-------- TESTO DI PARTENZA
E poi, vogliamo dirlo, in USA (il famoso baluardo della democrazia come possiamo vedere in data odierna), su un totale di 535 deputati votanti solo il 23 per cento sono donne… e il Parlamento USA funziona dal 1789…mentre il Sinodo solo dal 1965. Ma il papato non ammette scuse, vuoi mica possedere un Verbo, o una sembianza di Parlamento, che non sia superiore ad ogni altro sia per datazione che per esperienza (come del resto sull’ecologia, sul lavoro, sulla giustizia sociale ecc.)?
Purtroppo anche l’India con un Parlamento di ben 790 deputati, vede una presenza femminile del 33 per cento, la Sarasvati, Kali e le sue amiche battono Maria di una larga percentuale, eppure si tratta di un paese estremamente difficile per le donne.
Non volendo essere un Parlamento, il volpesco Sinodo potrebbe allora configurarsi come un congresso di delegati guidati da un ideale unico, affine al santo spirito?
Proviamo allora a raffrontare la composizione del Sinodo con l’Assemblea nazionale del popolo cinese. Si tratta di un parlamento i cui delegati provengono dal Partito comunista cinese, e di una struttura politica fortemente caratterizzata da paternalismo e meritocrazia, la più somigliante quindi ad un congresso di ispirazione patriarcale e divina.
Ma anche in questo troviamo una percentuale non irrisoria di donne delegate con diritto di voto, il 24 per cento circa! Che dire poi della rappresentatività di questa monolitica istituzione: i deputati dell’Assemblea sono ben 2980. Voi direte: “Certo! La popolazione è di quasi un miliardo e mezzo di persone”, beh, dati alla mano possiamo dire che i cinesi hanno un “delegato” (si fa per dire) ogni 474mila abitanti, più degli Usa che ne hanno circa uno ogni 621mila. Molto meno per la Chiesa cattolica, la quale vanta circa un miliardo e 370mila credenti ma al Sinodo, parrocchia più parrocchia meno, avrebbe quindi un delegato/a ogni 3 milioni e mezzo abbondanti di fedeli.
----------------
-------- MATERIALE FORNITO
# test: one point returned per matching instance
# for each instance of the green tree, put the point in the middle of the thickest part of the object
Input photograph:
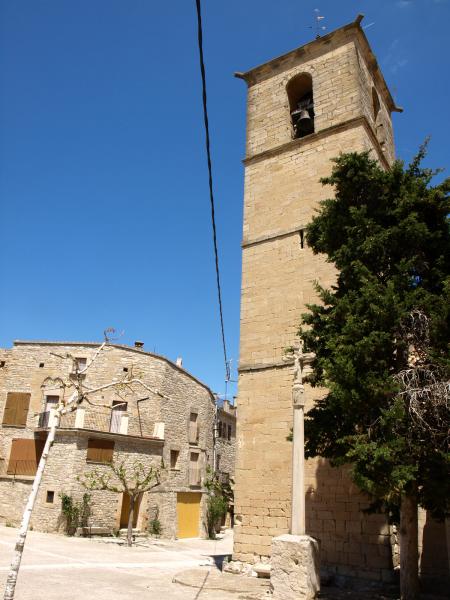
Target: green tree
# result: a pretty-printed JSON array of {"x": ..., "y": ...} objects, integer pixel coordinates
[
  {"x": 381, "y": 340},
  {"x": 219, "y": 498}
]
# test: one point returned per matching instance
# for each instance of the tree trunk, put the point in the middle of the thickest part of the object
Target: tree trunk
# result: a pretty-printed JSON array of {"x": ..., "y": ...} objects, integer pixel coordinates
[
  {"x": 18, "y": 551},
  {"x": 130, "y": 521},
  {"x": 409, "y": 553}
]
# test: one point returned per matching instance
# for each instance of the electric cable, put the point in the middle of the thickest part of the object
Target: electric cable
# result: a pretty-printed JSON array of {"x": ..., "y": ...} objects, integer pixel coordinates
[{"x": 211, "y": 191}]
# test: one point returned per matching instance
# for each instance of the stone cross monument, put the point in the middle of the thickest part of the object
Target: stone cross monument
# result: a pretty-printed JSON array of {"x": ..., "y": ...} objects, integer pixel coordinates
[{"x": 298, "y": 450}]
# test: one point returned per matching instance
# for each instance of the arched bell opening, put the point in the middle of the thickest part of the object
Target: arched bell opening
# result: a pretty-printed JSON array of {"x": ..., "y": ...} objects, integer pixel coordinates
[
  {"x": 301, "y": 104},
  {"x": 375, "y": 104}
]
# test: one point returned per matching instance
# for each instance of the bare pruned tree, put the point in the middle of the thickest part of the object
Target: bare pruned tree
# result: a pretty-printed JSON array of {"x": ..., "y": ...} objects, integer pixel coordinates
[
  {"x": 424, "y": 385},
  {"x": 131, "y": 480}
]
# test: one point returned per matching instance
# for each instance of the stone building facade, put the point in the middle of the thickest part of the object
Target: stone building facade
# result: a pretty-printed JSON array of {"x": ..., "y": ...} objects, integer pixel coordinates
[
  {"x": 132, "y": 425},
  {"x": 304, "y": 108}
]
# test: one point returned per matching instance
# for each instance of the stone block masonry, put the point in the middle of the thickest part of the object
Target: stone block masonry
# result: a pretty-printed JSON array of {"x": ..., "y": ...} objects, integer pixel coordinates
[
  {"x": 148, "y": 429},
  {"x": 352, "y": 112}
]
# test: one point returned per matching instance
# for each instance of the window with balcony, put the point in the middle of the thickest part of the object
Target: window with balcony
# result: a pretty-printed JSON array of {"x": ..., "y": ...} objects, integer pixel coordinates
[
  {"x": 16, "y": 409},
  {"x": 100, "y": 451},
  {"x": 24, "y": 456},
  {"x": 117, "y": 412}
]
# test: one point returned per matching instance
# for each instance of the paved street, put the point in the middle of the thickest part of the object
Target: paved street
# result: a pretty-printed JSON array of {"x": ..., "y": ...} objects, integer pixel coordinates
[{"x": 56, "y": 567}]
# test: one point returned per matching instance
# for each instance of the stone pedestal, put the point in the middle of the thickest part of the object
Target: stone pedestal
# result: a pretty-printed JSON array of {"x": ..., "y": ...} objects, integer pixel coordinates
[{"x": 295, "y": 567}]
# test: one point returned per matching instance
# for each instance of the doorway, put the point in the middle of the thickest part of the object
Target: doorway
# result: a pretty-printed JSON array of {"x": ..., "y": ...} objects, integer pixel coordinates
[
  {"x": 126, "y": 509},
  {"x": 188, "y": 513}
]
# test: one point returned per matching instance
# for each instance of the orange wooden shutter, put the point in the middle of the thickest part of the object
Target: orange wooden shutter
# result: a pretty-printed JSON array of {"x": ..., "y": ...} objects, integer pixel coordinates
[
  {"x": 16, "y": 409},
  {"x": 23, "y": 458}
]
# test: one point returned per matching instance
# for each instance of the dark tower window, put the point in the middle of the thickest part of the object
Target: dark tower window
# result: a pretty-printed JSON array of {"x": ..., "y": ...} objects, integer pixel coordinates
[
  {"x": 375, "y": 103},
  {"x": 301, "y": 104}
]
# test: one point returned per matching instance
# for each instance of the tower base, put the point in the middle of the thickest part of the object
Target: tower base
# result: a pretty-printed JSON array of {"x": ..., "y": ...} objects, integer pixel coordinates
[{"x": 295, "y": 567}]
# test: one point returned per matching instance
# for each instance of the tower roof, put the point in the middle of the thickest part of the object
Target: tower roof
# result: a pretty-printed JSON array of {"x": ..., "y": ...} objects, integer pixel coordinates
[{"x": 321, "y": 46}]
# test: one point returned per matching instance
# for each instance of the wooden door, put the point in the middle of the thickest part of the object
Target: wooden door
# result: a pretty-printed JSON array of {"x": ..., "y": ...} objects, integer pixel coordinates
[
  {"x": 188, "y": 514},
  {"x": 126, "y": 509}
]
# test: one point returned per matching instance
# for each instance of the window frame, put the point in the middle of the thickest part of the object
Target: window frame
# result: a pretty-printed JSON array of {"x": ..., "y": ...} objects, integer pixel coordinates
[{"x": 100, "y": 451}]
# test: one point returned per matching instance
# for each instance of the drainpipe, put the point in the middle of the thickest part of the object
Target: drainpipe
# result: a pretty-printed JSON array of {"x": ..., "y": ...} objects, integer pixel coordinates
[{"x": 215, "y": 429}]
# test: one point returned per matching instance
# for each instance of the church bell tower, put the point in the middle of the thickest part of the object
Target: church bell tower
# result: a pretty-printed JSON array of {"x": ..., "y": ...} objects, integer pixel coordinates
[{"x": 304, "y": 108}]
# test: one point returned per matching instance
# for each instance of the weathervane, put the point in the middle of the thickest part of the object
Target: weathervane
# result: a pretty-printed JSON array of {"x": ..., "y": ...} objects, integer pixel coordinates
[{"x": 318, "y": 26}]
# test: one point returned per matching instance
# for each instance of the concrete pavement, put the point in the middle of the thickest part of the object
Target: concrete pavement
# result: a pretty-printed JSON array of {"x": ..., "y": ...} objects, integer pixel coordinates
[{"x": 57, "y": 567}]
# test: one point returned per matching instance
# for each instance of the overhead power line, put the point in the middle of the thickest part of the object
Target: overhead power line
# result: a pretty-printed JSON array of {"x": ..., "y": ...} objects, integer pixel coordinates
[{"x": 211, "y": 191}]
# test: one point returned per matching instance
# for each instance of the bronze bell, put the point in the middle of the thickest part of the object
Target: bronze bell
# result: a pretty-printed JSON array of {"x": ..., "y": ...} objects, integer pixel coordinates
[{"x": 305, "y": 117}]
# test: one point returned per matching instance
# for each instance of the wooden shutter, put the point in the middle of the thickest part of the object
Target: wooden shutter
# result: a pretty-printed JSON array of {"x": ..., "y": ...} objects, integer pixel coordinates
----------------
=== COMPITO ASSEGNATO A ===
Riporti, per ciascuna assemblea legislativa citata nel testo sul Sinodo, la percentuale di donne indicata.
=== COMPITO ASSEGNATO B ===
Secondo il testo sul Sinodo, da quale anno funziona il Sinodo?
=== COMPITO ASSEGNATO C ===
Prosegua il testo sul Sinodo a partire dall'ultima frase riportata, mantenendone tono e argomento.

=== RISPOSTA SCRITTA A ===
Parlamento degli Stati Uniti: 23 per cento
Parlamento dell'India: 33 per cento
Assemblea nazionale del popolo cinese: circa 24 per cento

=== RISPOSTA SCRITTA B ===
Dal 1965.

=== RISPOSTA SCRITTA C ===
Ma vogliamo stare a fare sottigliezze aritmetiche sulla questione della rappresentanza? Non ha forse ribadito anche Draghi che l’unanimità, che consente rapidità di decisione e minor dispendio di spiegazioni, è un moderno (leggi efficiente) strumento di governo? Non ha forse lo spirito terreno del Covid ispirato il sì al referendum del 2020, per la diminuzione di un terzo del numero dei nostri (si fa per dire) parlamentari? Il Vaticano sembra in questo più un ispiratore che un ispirato.
Tornando all’ annosa questione della partecipazione delle donne, come si chiede il documento sinodale:
“Quali passi concreti può compiere la Chiesa per rinnovare e riformare le proprie procedure, dispositivi istituzionali e strutture in modo da permettere un maggiore riconoscimento e partecipazione delle donne, anche al governo e a tutte le fasi dei processi decisionali, inclusa la presa di decisioni in uno spirito di comunione e in vista della missione?”[6]
Non è forse vero che nella maggior parte dei casi nel mondo il governo femminile viene concesso alle donne quando la patata (sic) è troppo bollente da pelare, pensiamo al volto profetico di Elly Schlein ed alla crisi irrevocabile del PD. Pensiamo al passato, con Rosy Bindi martire per la sanità pubblica.
Possiamo quindi prevedere che pari responsabilità femminile sarà concessa, sia in Cina che nel Sinodo, quando la situazione apocalittica sarà ben più critica, e purché sia “in spirito di comunione” coi dogmi, come insegnano i Fratelli d’Italia?

[1] XVI Assemblea Generale Ordinaria del Sinodo dei Vescovi, ottobre 2023

[2] Instrumentum Laboris, XVI Assemblea Generale Ordinaria del Sinodo dei Vescovi, Ottobre 2023, (pag. 54).

[3] XVI Assemblea Generale Ordinaria, Elenco dei partecipanti secondo il titolo di partecipazione, 21 settembre 2023.

[4] Ibidem, pag.58.

[5] Ibidem, pag.62.

[6] Ibidem, pag.46.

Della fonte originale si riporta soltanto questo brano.